▶ _AIM OF THE EXERCISE_:
All of the records below must be output exactly, with no pictures carried over.
___ TASK INPUT ___
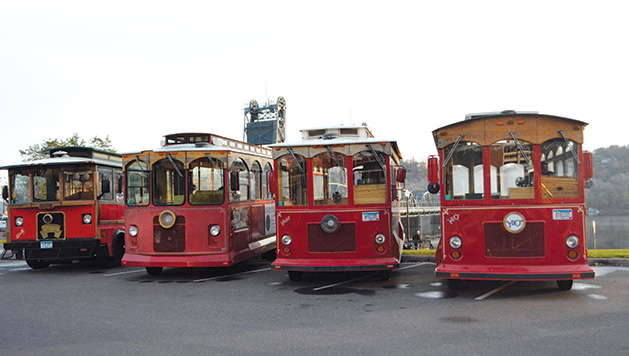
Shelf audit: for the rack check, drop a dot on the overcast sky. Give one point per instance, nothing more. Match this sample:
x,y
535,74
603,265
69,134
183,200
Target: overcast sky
x,y
137,70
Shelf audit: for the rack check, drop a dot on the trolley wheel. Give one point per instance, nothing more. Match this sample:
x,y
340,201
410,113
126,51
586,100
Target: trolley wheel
x,y
296,276
154,271
37,264
454,284
565,284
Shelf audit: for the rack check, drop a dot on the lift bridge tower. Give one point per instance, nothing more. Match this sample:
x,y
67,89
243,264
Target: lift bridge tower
x,y
267,124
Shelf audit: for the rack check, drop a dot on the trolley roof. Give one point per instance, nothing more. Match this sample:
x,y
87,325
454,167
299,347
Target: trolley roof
x,y
338,136
74,155
204,142
488,128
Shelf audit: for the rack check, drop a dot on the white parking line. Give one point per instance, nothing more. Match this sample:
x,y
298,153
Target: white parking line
x,y
231,275
492,292
367,276
125,272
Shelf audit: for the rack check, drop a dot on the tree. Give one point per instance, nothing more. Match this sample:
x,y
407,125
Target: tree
x,y
38,150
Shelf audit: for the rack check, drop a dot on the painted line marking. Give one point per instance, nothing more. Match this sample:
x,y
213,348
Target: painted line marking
x,y
492,292
230,275
125,272
367,276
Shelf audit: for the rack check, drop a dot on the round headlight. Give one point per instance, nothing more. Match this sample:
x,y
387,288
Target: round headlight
x,y
456,242
572,241
329,223
167,219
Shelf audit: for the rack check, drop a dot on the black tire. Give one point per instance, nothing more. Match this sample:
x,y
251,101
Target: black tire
x,y
454,284
565,284
37,264
296,276
154,271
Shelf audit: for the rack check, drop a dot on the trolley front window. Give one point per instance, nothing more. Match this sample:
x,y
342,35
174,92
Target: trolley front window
x,y
329,179
137,183
464,172
206,180
168,182
46,185
560,169
292,181
78,185
512,170
370,182
20,189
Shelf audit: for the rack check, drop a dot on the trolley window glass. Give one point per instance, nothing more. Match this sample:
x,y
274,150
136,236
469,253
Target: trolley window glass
x,y
292,181
329,179
168,182
205,181
370,182
137,183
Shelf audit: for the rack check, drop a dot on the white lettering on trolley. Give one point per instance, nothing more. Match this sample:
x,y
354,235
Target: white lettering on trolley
x,y
453,218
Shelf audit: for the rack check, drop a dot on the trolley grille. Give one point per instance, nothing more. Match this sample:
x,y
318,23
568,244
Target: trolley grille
x,y
501,243
169,240
342,240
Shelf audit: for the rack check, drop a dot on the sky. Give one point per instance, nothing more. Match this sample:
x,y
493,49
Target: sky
x,y
137,70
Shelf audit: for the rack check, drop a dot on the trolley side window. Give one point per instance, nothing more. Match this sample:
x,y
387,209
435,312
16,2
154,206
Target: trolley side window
x,y
370,181
560,169
46,185
329,179
292,181
137,183
256,181
105,174
20,188
238,181
205,181
512,170
168,182
464,171
265,182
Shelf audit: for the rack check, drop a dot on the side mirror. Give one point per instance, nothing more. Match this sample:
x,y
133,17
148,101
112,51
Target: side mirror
x,y
234,181
433,174
271,178
105,186
588,166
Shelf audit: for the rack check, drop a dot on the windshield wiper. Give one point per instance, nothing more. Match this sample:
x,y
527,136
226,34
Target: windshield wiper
x,y
380,163
174,165
520,148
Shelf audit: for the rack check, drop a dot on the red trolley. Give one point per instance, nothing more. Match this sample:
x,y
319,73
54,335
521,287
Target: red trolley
x,y
512,198
66,207
328,220
201,200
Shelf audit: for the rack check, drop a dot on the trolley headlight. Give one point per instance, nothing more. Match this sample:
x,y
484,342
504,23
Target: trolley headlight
x,y
167,219
572,241
456,242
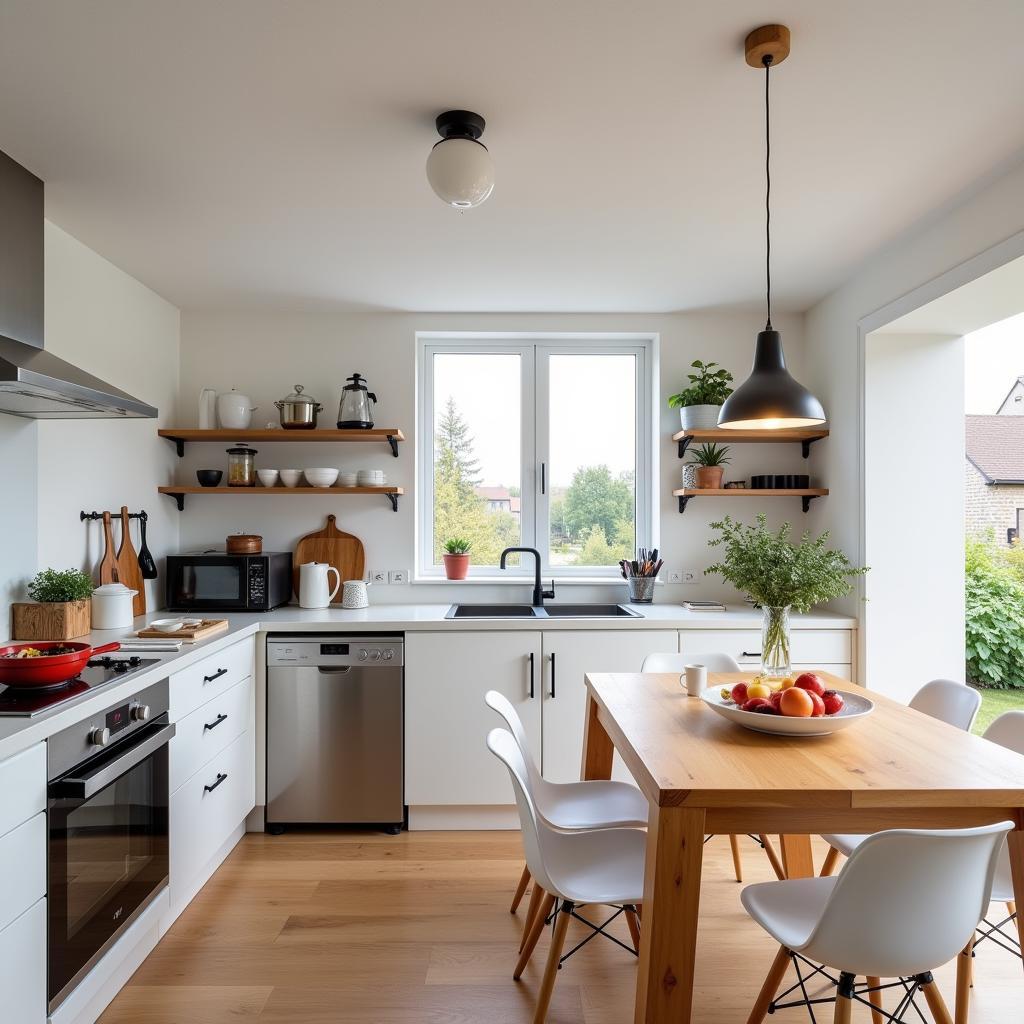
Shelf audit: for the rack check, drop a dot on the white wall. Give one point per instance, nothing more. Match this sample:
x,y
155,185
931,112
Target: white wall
x,y
107,323
913,510
264,354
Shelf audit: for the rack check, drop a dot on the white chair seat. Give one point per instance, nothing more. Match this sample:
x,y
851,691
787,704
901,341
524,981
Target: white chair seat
x,y
578,806
788,910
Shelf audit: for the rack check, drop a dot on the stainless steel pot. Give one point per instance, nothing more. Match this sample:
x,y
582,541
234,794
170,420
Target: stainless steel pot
x,y
298,411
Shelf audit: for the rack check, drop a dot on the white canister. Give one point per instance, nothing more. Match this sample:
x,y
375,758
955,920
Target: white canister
x,y
354,594
112,607
235,411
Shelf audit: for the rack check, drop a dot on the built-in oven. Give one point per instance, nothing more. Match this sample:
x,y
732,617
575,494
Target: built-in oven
x,y
108,801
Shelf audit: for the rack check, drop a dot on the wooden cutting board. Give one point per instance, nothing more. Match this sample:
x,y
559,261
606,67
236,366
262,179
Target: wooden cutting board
x,y
128,571
335,547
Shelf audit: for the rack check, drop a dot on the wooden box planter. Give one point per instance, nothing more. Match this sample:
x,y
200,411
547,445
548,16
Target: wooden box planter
x,y
51,622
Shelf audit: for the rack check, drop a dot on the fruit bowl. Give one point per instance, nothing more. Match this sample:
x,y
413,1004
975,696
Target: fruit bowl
x,y
855,708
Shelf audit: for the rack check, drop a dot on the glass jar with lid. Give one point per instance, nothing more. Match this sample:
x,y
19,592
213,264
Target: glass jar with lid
x,y
242,467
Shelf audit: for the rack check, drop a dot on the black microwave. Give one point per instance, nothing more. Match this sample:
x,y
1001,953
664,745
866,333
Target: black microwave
x,y
204,582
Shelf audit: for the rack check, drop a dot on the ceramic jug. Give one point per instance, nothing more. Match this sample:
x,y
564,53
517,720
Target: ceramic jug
x,y
314,591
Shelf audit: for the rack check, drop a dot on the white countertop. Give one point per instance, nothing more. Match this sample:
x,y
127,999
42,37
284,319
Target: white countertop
x,y
18,733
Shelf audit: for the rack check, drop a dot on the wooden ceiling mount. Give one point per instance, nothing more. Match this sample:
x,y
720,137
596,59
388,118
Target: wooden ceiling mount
x,y
769,39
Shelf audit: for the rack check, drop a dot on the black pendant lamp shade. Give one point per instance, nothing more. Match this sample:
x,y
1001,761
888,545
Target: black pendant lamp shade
x,y
769,398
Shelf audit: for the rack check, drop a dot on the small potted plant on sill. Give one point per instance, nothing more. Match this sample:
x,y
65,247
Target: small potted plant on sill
x,y
710,460
699,403
62,610
457,558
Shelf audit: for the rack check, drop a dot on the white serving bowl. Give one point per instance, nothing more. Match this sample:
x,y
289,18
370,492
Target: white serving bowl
x,y
321,477
855,709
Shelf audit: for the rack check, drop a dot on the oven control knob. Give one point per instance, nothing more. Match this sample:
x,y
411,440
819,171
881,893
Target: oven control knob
x,y
99,736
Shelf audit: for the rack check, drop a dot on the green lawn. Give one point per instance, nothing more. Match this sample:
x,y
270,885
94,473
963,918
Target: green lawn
___
▶ _FINAL RESULT_:
Shelf audit: for the rack check, drop a dot on the overcast sky. Give one point per instance, nothing more. Match this sample:
x,y
535,74
603,265
69,134
183,200
Target: overcast sky
x,y
137,70
Shelf audit: for the rack check, drop a dot on the trolley wheel. Give one point per instance, nothing more. Match this sample:
x,y
340,201
410,113
126,51
586,100
Target: trolley wheel
x,y
296,276
154,271
37,264
454,284
565,284
Shelf audit: for the rack check, drop a dot on the lift bridge tower. Give one point per instance, nothing more. Match this sample:
x,y
67,89
243,264
Target: lift bridge tower
x,y
267,124
Shelf audit: for the rack check, drop a dot on the trolley roof. Give one point per instance, nothing more. Match this sample:
x,y
87,325
454,167
299,347
Target: trolley roof
x,y
338,136
74,155
204,142
488,128
Shelf audit: for the rack check, drop a dot on the white parking line. Give one point per instance, nothing more. Match this sample:
x,y
298,153
Target: white parking line
x,y
231,275
492,292
367,276
125,272
Shelf audit: for the rack check, drop a dot on the tree. Give one point per instance, nothing more. Match this sample:
x,y
407,125
Target: tree
x,y
38,150
Shelf audit: for the rack check, drop a dot on the painted line marking. Give one point per instance, nothing more. Match this sample:
x,y
213,348
Target: painted line marking
x,y
492,292
230,275
125,272
367,276
Shelf audit: for the rack check, drop a dot on the round headlight. Give one point per instance, nothing more. Match this sample:
x,y
387,288
Target: round headlight
x,y
456,242
572,241
329,223
167,219
Shelf audit: for the rack check, drop a dot on the black tire. Give one point per instance, nothing more. Match this sample:
x,y
251,101
Target: black tire
x,y
454,284
565,284
37,264
296,276
154,271
Shelf audit: for the rack check, drop a dot on the trolley front window. Give one point per instance, nothing more. Match this sample:
x,y
342,35
174,92
Target: trolley front window
x,y
329,179
137,183
464,172
206,180
168,182
46,185
560,169
292,181
78,185
512,170
370,182
20,189
Shelf audit: for the rack check, drop a dot on the trolley window glass. Give one point per instance, nothing more. Match this sample:
x,y
274,150
136,236
469,253
Target: trolley window glass
x,y
292,181
329,179
168,182
205,181
370,182
137,183
Shelf audit: for the rack check, drop a dot on the white lettering on trolley. Give one point per instance, nothing more. Match this sample:
x,y
354,235
Target: white lettering on trolley
x,y
453,218
Shelf audit: for the rack check, drop a dot on the trolley grille. Give one point per instance, nothing more. Match this sample:
x,y
318,23
568,244
Target: trolley grille
x,y
501,243
169,240
342,240
Shelf audit: for the rack check, drop a dot on the sky. Give one point per instance, nothing more. Match this sample:
x,y
493,49
Target: sky
x,y
137,70
Shelf audit: for the rack check, drop a dot on the trolley side window. Give one point per instance, nothing more. Match this sample:
x,y
387,209
435,312
16,2
154,206
Target: trolley side window
x,y
370,181
560,169
46,185
329,179
292,181
137,183
256,181
105,174
20,188
238,181
205,181
512,170
168,182
464,171
265,182
Shelf audit: for the rack check, drop a dot on the side mirror. Give one point per instance, nothing more. Match this sample:
x,y
133,17
148,101
112,51
Target: side mirror
x,y
234,181
433,174
271,178
105,186
588,166
Shelf audit: for the rack check, drop a dot on the windshield wiper. Give one point per instance, nothing more. Match this sample:
x,y
527,136
226,34
Target: windshield wiper
x,y
380,163
174,165
520,148
Shelf audit: for the rack check, drop a dot on the red trolley. Give one point per instance, nothing more. Match this sample:
x,y
319,73
54,335
521,287
Target: red trolley
x,y
512,198
66,207
328,220
201,200
Shelf audit: for the rack check, drop a dot on the trolley headlight. Give one point per instance, nothing more. Match this sample:
x,y
484,342
504,23
Target: trolley headlight
x,y
167,219
572,241
456,242
Shelf audit: for the rack check, drop a dot on the white wall. Give one point per instance, nothing more. Match this sample:
x,y
155,185
931,112
Target: white wall
x,y
107,323
913,510
264,354
Shelf audit: for the rack check, drop a dot on the white chair seat. Give one point per instance, nothing more. Match this sample:
x,y
851,691
787,704
901,341
524,981
Target: white chair seat
x,y
578,806
788,910
Shelf audit: for the rack check, drop a dot on the stainless steel pot. Give one point per instance, nothing more. Match this sample:
x,y
582,541
234,794
170,420
Target: stainless steel pot
x,y
298,411
Shelf audit: for the rack check, drop a dot on the white canister. Give one point per instance, nothing more. Match this sample:
x,y
375,758
955,920
Target: white canister
x,y
354,594
112,607
235,411
Shelf audit: for the rack check, drop a dot on the built-in oven. Give one point per instance, nothing more. Match this sample:
x,y
732,617
575,494
Target: built-in oven
x,y
108,801
Shelf audit: for the rack check, drop a dot on the wooden cutting board. Give one point per instance, nothing more. Match this sample:
x,y
559,261
606,67
236,366
262,179
Target: wooden cutting board
x,y
128,571
335,547
Shelf audit: for the rack check, drop a dot on the wooden box planter. Give one point per instance, nothing more. Match this sample:
x,y
200,411
547,445
548,16
Target: wooden box planter
x,y
51,622
Shelf audit: for the rack check, drop a dot on the fruit bowl. Give one point per instance, nothing more. Match this sample:
x,y
413,1004
975,696
Target: fruit bowl
x,y
855,708
Shelf audit: for the rack check, drop a dot on the glass jar with lid. Give one point per instance, nothing more. Match this sample:
x,y
19,592
213,264
Target: glass jar with lid
x,y
242,467
Shelf audit: for the rack check, drop a dot on the black microwave. Give one point per instance, nothing more. Match this sample:
x,y
1001,953
664,745
866,333
Target: black microwave
x,y
204,582
Shelf audit: for the rack check, drop a dot on the ceramic jug. Give one point per instance, nothing more. Match this sample:
x,y
564,53
517,720
Target: ceramic jug
x,y
314,591
Shelf audit: for the rack check, drop a dot on the white countertop. Give one point per instance, nothing more. Match this sample:
x,y
127,999
42,37
284,319
Target: white countertop
x,y
18,733
Shelf audit: for the rack check, drop a dot on the wooden ceiling mount. Give one point per instance, nothing more. Match this sample:
x,y
720,137
596,59
388,118
Target: wooden ceiling mount
x,y
769,39
Shelf audit: for the rack check, drop a dot on the black pendant lamp shade. Give one point per instance, nothing more. Match this sample:
x,y
1001,761
888,545
Target: black pendant lamp shade
x,y
769,398
Shelf audit: for the rack check, drop a dot on the small potted plant on sill. Give one point per instance, nothing more. Match this sample:
x,y
65,247
Target: small potted plant on sill
x,y
710,460
699,403
62,610
457,558
Shelf audit: for the rack check, drop a dot on the white serving bowl. Give one point per instance, nothing more. Match this sample:
x,y
289,18
370,492
Target: white serving bowl
x,y
321,477
855,709
Shelf audit: for the rack check, drop a dot on the oven control knob. Give one point per instance, nothing more. Match this sample:
x,y
411,440
819,171
881,893
Target: oven control knob
x,y
99,736
Shelf audit: for the rack check, drop a dot on the green lawn. Give one point per instance, nothing more. Match this sample:
x,y
270,885
94,473
963,918
Target: green lawn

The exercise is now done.